EXERCISE TASK
Pull out each line of the data below that contains the word "valley", and copy those lines unchanged.

Pointing dataset records
────
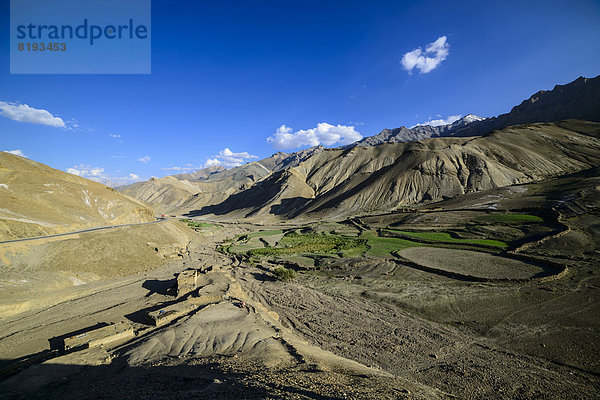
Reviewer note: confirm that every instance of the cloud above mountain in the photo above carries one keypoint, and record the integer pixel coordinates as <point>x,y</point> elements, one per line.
<point>325,134</point>
<point>17,152</point>
<point>97,174</point>
<point>440,121</point>
<point>426,60</point>
<point>229,159</point>
<point>24,113</point>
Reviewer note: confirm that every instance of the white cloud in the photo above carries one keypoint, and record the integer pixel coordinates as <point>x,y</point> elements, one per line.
<point>187,168</point>
<point>428,60</point>
<point>325,134</point>
<point>24,113</point>
<point>229,159</point>
<point>97,174</point>
<point>438,122</point>
<point>16,153</point>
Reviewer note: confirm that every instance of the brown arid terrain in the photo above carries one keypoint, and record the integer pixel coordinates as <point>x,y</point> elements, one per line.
<point>448,267</point>
<point>354,322</point>
<point>38,200</point>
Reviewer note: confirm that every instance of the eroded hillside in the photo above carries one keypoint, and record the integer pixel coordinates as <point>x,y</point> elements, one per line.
<point>379,178</point>
<point>38,200</point>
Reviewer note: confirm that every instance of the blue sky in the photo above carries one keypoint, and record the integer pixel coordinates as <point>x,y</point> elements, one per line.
<point>229,75</point>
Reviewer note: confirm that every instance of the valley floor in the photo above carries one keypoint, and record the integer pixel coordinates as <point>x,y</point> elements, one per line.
<point>359,320</point>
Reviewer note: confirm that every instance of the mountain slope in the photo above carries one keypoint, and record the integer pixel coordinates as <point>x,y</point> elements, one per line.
<point>38,200</point>
<point>419,132</point>
<point>579,99</point>
<point>174,194</point>
<point>368,178</point>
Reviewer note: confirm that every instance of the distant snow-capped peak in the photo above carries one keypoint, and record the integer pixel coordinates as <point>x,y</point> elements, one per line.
<point>467,119</point>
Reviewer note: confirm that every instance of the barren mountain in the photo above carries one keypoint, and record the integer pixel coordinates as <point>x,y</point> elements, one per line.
<point>39,200</point>
<point>419,132</point>
<point>367,178</point>
<point>201,174</point>
<point>175,193</point>
<point>579,99</point>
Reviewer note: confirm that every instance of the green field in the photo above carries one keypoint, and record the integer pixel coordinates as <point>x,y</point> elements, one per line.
<point>447,238</point>
<point>511,218</point>
<point>296,243</point>
<point>383,246</point>
<point>194,224</point>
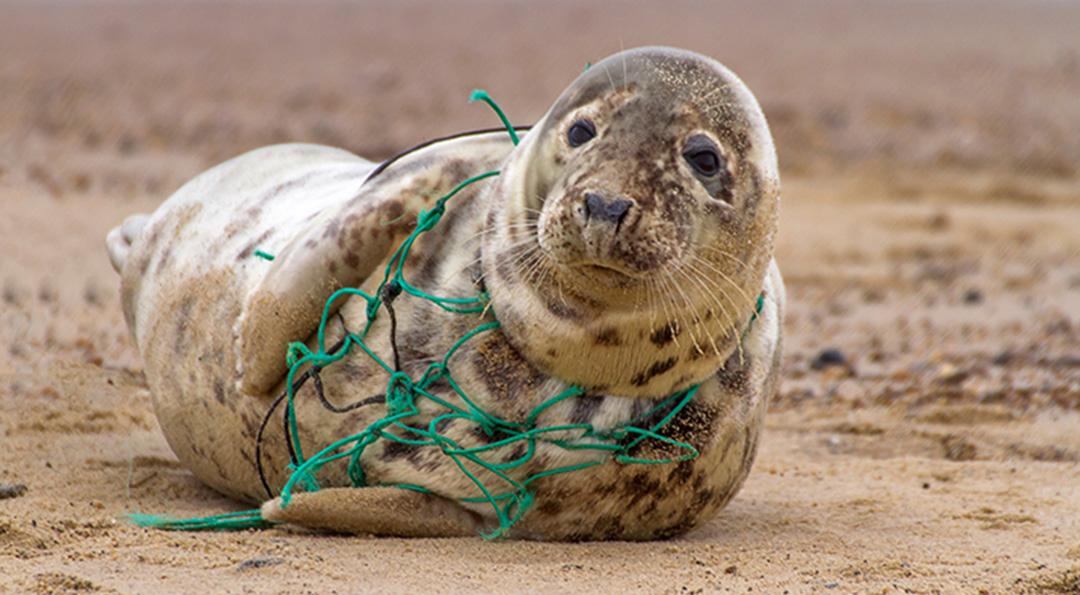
────
COMPLETED TASK
Reviewer note: confirm that every instance of the valley floor in the photo above carries one keypoint, and record the integer pixel coordinates as <point>x,y</point> elements, one per line.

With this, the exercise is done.